* _TASK REQUIREMENTS_:
A: From the Milvus semantic search guide, reproduce word for word the passage starting at "Semantic, or similarity, search" and ending at "a literal match.".
B: Shorten the paragraph in the Milvus semantic search guide that begins "A semantic search works by matching", keeping its main facts.
C: Answer these questions using the Milvus semantic search guide:
(i) Which search engine does the guide name as having incorporated semantic search?
(ii) What script file is downloaded to start a Milvus instance?
(iii) Which two Python packages does the book title search project need?

═════ GIVEN PASSAGE

Learn
Getting Started with Milvus

Semantic Search with Milvus and OpenAI

May 06, 20247 min read

In this guide, we’ll explore semantic search capabilities through the integration of Milvus and OpenAI’s Embedding API, using a book title search as an example use case.

By Tim Mugabi

Read the entire series

Introduction

Semantic, or similarity, search has quietly emerged as one of the most exciting digital innovations of recent times. While many people are unfamiliar with the concept, they benefit from semantic search technology daily, as it’s been incorporated into leading search engines, such as Google, and increasing numbers of eCommerce sites and web applications.

A semantic search works by matching the semantic similarity, i.e., likeness, of a query against data points instead of simply matching keywords with conventional search methods. This generates more comprehensive search results than traditional keyword search because it returns content that’s contextually relevant to the search terms instead of just results that are a literal match.

By interpreting natural language, semantic search enables applications to better understand the intent behind a user’s query and return better results. This efficiency allows users to find what they’re looking for with greater accuracy, saving time, preventing frustration, and enhancing the overall user experience.

In this guide, we’ll explore semantic search capabilities through the integration of Milvus and OpenAI’s Embedding API, using a book title search as an example use case. We’ll take you through how to create a semantic search application step-by-step, including entering data into a vector database, creating embeddings for a dataset, data indexing for efficient retrieval, and querying Milvus.

Prerequisites

The first step in building a semantic search application is initializing an instance of Milvus and obtaining an embedding API key from OpenAI.

To run a Milvus instance, first start docker (if you don’t have docker installed, download it from their documentation), and then download and start Milvus as follows:

wget https://raw.githubusercontent.com/Milvus-io/Milvus/master/scripts/standalone_embed.sh
bash standalone_embed.sh start

Next, to get your embedding API key, visit the OpenAI website, create an account (or log into an existing account), select API Keys from the menu, and then click the Create new secret key button.

Setting Up Your Environment

Having downloaded Milvus and obtained an API key, the next step is setting up your development environment by installing the necessary Python programming packages.

For the semantic search book title search project, you’ll need to install the PyMilvus SDK, to connect to your Milvus database, and the OpenAI library, to connect to the embedding API.

══════════
═════ EXTRACTED DATA

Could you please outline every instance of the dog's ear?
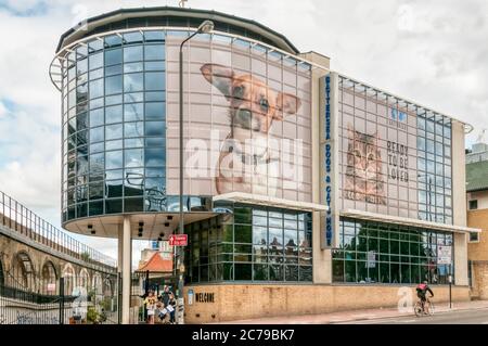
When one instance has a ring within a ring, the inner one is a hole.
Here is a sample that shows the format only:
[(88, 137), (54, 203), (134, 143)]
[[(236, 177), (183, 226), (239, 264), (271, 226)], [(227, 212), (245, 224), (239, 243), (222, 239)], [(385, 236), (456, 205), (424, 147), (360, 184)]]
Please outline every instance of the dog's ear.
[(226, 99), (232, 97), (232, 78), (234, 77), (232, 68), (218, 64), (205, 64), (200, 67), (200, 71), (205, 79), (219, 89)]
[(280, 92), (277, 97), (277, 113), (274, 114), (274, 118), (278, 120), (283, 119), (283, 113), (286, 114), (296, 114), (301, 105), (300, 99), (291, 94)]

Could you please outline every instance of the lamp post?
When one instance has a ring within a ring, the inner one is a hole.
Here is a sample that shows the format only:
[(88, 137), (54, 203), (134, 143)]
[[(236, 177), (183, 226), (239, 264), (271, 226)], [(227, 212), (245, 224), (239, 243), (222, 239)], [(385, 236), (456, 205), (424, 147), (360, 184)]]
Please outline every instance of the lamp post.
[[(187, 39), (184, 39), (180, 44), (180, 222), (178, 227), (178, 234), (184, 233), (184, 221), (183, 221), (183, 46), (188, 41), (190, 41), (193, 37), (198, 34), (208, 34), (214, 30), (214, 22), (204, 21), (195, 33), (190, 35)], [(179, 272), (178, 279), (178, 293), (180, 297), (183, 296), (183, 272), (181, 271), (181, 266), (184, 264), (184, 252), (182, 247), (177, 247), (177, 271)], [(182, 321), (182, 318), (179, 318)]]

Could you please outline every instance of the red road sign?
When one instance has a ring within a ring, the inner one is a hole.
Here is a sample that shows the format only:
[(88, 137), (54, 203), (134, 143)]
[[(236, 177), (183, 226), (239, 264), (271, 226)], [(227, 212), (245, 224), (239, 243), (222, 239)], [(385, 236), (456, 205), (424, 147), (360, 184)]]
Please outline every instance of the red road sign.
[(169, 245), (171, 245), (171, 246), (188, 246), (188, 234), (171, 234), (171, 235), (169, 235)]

══════════
═════ EXTRACTED DATA

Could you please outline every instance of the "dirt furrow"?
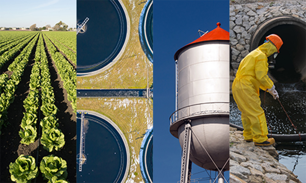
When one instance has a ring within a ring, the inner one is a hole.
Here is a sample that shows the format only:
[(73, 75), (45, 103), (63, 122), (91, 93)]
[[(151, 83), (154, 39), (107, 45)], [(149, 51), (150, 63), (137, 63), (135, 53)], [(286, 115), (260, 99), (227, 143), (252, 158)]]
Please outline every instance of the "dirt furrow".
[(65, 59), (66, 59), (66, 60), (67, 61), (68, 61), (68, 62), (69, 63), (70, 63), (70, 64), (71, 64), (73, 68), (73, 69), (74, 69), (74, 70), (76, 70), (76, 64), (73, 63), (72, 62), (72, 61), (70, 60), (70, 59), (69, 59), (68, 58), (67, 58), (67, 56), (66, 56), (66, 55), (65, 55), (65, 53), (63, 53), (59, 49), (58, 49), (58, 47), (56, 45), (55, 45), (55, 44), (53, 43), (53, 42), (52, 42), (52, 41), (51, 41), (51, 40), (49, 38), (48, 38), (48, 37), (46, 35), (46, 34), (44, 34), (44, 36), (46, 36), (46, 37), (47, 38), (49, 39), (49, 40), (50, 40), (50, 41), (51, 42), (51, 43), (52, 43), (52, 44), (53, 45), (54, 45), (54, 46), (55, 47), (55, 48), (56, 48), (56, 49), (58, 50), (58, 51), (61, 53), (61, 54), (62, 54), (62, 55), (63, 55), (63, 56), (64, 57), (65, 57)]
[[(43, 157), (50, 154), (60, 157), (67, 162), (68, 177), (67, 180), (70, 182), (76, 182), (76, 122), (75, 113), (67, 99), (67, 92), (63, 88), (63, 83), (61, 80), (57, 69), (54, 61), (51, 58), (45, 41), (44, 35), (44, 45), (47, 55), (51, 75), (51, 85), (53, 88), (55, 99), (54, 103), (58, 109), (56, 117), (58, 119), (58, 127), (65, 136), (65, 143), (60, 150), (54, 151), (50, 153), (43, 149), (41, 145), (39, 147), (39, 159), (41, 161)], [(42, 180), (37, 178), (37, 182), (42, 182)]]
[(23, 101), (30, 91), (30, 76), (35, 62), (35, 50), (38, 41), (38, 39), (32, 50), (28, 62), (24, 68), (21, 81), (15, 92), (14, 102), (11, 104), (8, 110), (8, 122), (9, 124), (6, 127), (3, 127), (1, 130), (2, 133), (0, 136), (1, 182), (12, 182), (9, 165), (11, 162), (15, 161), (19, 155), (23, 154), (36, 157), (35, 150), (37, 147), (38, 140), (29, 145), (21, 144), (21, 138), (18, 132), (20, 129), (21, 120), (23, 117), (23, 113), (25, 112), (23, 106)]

══════════

* _PER-TASK OUTPUTS_:
A:
Semantic, or similarity, search has quietly emerged as one of the most exciting digital innovations of recent times. While many people are unfamiliar with the concept, they benefit from semantic search technology daily, as it’s been incorporated into leading search engines, such as Google, and increasing numbers of eCommerce sites and web applications.

A semantic search works by matching the semantic similarity, i.e., likeness, of a query against data points instead of simply matching keywords with conventional search methods. This generates more comprehensive search results than traditional keyword search because it returns content that’s contextually relevant to the search terms instead of just results that are a literal match.

B: Semantic search compares the meaning of a query with data points rather than matching keywords as conventional search does. Because it returns contextually relevant content and not only literal matches, its results are more comprehensive than those of keyword search.

C:
(i) Google.
(ii) standalone_embed.sh
(iii) The PyMilvus SDK and the OpenAI library.